⟨

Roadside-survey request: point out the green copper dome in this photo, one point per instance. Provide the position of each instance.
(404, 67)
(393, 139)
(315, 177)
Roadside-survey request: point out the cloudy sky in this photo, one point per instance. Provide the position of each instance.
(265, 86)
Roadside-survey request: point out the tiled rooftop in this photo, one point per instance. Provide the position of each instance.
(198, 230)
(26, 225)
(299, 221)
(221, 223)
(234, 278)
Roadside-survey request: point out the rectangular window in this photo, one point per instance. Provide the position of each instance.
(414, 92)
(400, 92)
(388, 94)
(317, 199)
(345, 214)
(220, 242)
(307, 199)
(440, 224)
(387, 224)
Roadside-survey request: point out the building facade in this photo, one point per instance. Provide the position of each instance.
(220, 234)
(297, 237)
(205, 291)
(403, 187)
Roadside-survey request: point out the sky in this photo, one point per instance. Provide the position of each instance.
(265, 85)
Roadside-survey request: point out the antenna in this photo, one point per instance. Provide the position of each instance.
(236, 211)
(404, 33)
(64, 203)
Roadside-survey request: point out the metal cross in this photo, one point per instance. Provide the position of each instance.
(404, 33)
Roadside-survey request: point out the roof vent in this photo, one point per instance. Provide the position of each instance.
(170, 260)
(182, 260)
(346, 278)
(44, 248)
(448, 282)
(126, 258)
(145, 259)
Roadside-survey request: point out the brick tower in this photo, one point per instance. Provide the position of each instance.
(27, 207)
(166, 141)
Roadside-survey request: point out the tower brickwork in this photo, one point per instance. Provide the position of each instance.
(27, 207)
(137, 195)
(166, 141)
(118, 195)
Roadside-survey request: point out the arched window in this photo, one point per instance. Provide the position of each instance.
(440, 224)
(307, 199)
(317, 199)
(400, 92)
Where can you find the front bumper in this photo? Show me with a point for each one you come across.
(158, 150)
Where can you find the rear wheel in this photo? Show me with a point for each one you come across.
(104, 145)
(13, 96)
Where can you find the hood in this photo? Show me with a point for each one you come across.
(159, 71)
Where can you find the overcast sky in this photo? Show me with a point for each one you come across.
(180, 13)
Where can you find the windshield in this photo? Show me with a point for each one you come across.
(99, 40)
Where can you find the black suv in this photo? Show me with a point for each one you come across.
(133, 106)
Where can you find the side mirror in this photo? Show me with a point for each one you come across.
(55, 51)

⟩

The problem: Each record above must be output without any alteration.

Answer area:
Roadside-survey request: point out the green copper dome in this photo, one point per instance. Provide the position of each instance.
(404, 67)
(393, 139)
(315, 177)
Roadside-survey request: point out the cloudy sky in this photo, one point per instance. Provide the position of each instance.
(265, 86)
Roadside-survey request: point out the tiled rooftop in this photo, one point per instance. Provide the position of each instance.
(198, 230)
(26, 225)
(299, 221)
(221, 223)
(234, 278)
Roadside-survey request: point out the rectangular window in this photo, one point per instance. Provide the position of each instance.
(414, 92)
(400, 92)
(388, 94)
(317, 199)
(345, 214)
(220, 242)
(307, 199)
(440, 224)
(387, 224)
Roadside-survey request: point out the building facade in this photo, one point per instance. Provide the position of each instance.
(220, 234)
(297, 237)
(205, 291)
(403, 187)
Roadside-survey request: point out the sky in this photo, one point per instance. Provide the position of each instance.
(265, 85)
Roadside-survey request: point out the antenna in this photo, one point per instance. Provide the position of each instance.
(236, 211)
(404, 33)
(64, 203)
Roadside-survey request: point out the metal cross in this photo, one point per instance. Provide the position of each instance.
(404, 33)
Roadside-survey request: point out the roof vent in this photo, one point per instance. Provide the position of each instance.
(170, 260)
(182, 260)
(346, 278)
(44, 248)
(448, 282)
(126, 258)
(145, 259)
Roadside-survey request: point out the brick tower in this photo, one point per instance. Provide the position of each instance.
(27, 207)
(166, 141)
Roadside-survey request: point out the tower brickwork in this photo, one point per instance. Provide the position of each instance.
(27, 207)
(137, 195)
(166, 141)
(118, 195)
Roadside-survey request: point out the arched window in this photo, one point per instance. Provide the position of each instance.
(440, 224)
(307, 199)
(317, 199)
(400, 92)
Where can you find the front bumper in this photo? Show me with a point for each one you come across.
(158, 150)
Where can you find the rear wheel in this photo? Show me with a point for each one you come across.
(104, 145)
(13, 96)
Where can you find the hood in this photo? Show me with a point for each one you come across.
(159, 71)
Where can you find the overcast sky in this photo? Show me with a point for each one you come across.
(180, 13)
Where can you find the windshield in this photo? Show me with a point for each one you come across.
(99, 40)
Where can you find the black suv in this photo? Show me with a point for each one you come across.
(133, 106)
Where can you find the side mirror in this photo? Show me with a point for each one you come across.
(55, 51)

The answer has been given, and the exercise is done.